Passage.
================================

## Task 3: Multimodal Housing Price Prediction
Problem Statement & Objective: Predict real estate prices by fusing two different data modalities: structured tabular data and unstructured image data.

Dataset Loading & Preprocessing: Used the Houses Dataset. Normalized tabular features with MinMaxScaler and resized/normalized house images to (64, 64) pixels.

Model Development & Training: Developed a dual-branch neural network: a CNN for image feature extraction and an MLP for tabular data. Fused the branches using the Keras concatenate layer.

Evaluation Metrics: Measured performance using Mean Absolute Error (MAE) and Root Mean Squared Error (RMSE) in actual dollar amounts.

Visualizations: Model architecture plot and Loss curves showing convergence over 50 epochs.

Final Summary / Insights: Multimodal models provide a richer understanding of data; visual features (house appearance) significantly complement numerical data (square footage) for price estimation.

In [None]:
!pip install tensorflow opencv-python pandas scikit-learn matplotlib



## Data Acquisition and Preprocessing

In [None]:
import os
import cv2
import pandas as pd
import numpy as np
from sklearn.model_selection import train_test_split
from sklearn.preprocessing import MinMaxScaler

# 1. Clone the dataset
if not os.path.exists("Houses-dataset"):
    !git clone https://github.com/emanhamed/Houses-dataset

# 2. Load Tabular Data
cols = ["bedrooms", "bathrooms", "area", "zipcode", "price"]
df = pd.read_csv("Houses-dataset/Houses Dataset/HousesInfo.txt", sep=" ", header=None, names=cols)

================================

Recorded information.
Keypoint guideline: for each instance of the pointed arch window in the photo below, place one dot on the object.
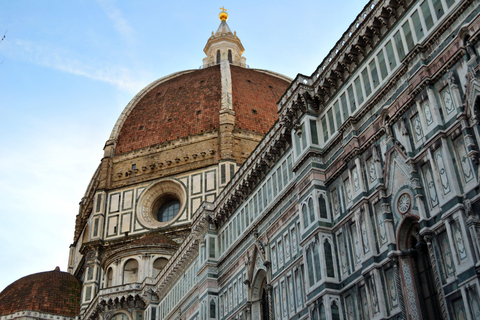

================================

Work to complete.
**a.** Rewrite the paragraph in the housing price passage that begins "Model Development & Training" as a short list, keeping its main facts.
**b.** In the housing price passage, what dimensions were the house images resized to?
**c.** Quote the housing price passage from "Model Development &" to "Keras concatenate layer.".

Full answers.
**a.**
- Built a dual-branch neural network.
- A CNN extracts features from the images.
- An MLP handles the tabular data.
- The two branches are joined with the Keras concatenate layer.

**b.** (64, 64) pixels.

**c.**
Model Development & Training: Developed a dual-branch neural network: a CNN for image feature extraction and an MLP for tabular data. Fused the branches using the Keras concatenate layer.